**The request**.
Repeat every one of the entries below verbatim, line for line, with each number and word unchanged.
## begin Supplied records
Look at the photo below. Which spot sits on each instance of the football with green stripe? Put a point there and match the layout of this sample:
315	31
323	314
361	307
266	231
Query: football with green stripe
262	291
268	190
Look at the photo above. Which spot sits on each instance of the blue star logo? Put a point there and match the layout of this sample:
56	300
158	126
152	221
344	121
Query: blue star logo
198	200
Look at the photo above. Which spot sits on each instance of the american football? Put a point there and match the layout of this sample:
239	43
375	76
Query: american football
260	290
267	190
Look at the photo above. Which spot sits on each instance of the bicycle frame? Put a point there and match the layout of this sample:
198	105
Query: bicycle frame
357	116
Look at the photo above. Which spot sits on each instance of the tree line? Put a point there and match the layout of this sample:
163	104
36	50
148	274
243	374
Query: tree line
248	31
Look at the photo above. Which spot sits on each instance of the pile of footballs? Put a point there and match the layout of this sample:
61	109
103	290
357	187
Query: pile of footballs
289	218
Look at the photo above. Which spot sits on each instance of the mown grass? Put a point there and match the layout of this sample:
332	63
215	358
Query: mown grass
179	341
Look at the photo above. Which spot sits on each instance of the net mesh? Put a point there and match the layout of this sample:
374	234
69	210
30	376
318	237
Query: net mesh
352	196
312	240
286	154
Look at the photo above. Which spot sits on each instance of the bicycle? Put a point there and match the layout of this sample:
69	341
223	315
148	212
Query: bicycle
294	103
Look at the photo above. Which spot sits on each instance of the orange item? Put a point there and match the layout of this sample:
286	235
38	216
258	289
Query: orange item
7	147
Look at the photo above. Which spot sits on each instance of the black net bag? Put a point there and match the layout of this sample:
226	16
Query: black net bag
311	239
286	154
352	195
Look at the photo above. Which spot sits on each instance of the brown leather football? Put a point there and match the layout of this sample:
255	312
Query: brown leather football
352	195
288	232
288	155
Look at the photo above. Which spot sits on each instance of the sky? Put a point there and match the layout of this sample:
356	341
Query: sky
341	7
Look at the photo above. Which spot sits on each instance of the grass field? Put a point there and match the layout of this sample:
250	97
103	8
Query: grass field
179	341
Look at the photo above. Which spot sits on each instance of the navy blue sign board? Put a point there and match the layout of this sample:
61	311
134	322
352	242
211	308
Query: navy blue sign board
## end Supplied records
**Completed task**.
Look at the photo below. Which spot sits on each instance of the football with green stripe? Put a point there and match the layout of this sample:
315	31
323	314
361	307
266	231
Query: football with green stripe
262	291
268	190
Look at the photo above. Which spot sits on each instance of the blue star logo? Put a point there and match the layout of this sample:
56	300
158	126
152	221
344	121
Query: blue star logo
198	200
Look at the photo above. Which spot sits on each instance of the american football? Put a point there and match the layout of this sample:
239	43
375	76
Query: american football
260	290
267	190
Look at the photo above. Which spot sits on each instance of the bicycle frame? Put a point there and match the layout of this sample:
198	105
Query: bicycle frame
357	116
Look at the photo above. Which spot sits on each instance of the tree line? Put a point there and match the layout of this sample:
163	104
36	50
148	274
243	374
Query: tree line
248	31
Look at the photo above. Which spot sits on each instance of the pile of footballs? Put a point there and match the layout of this sample:
61	109
103	290
357	187
Query: pile of footballs
289	218
Look at the photo above. Which spot sits on each instance of the mown grass? Put a point there and match the layout of this sample:
332	63
215	358
Query: mown grass
179	341
Look at the photo above. Which spot sits on each instance of the net mesh? Put a point there and match the layout of this sample:
374	234
69	210
30	376
318	237
Query: net mesh
352	196
312	240
286	154
Look at the photo above. Which spot sits on each instance of the bicycle? Put a point there and match the layout of this sample:
69	341
223	315
148	212
Query: bicycle
294	103
Look at the photo above. Which spot sits on each instance of the orange item? Put a point there and match the layout of this sample:
286	235
38	216
258	289
Query: orange item
7	147
Look at the photo above. Which spot sits on each instance of the black net bag? Put a point there and match the layout of this sample:
226	16
Query: black net bag
311	239
286	154
352	195
Look at the photo above. Which spot sits on each instance of the brown leather football? Put a point there and match the layout of this sample:
255	312
Query: brown leather football
352	195
288	232
288	155
Look at the photo above. Which spot sits on each instance of the sky? Put a point there and match the layout of this sample:
356	341
Query: sky
341	7
Look at the photo above. Which spot sits on each instance of the grass field? Put a point there and match the layout of this sample:
250	97
103	8
Query: grass field
179	341
Look at the photo above. Which spot sits on each instance of the navy blue sign board? Put a point there and match the layout of this sample:
61	311
134	322
352	242
211	308
Query: navy blue sign board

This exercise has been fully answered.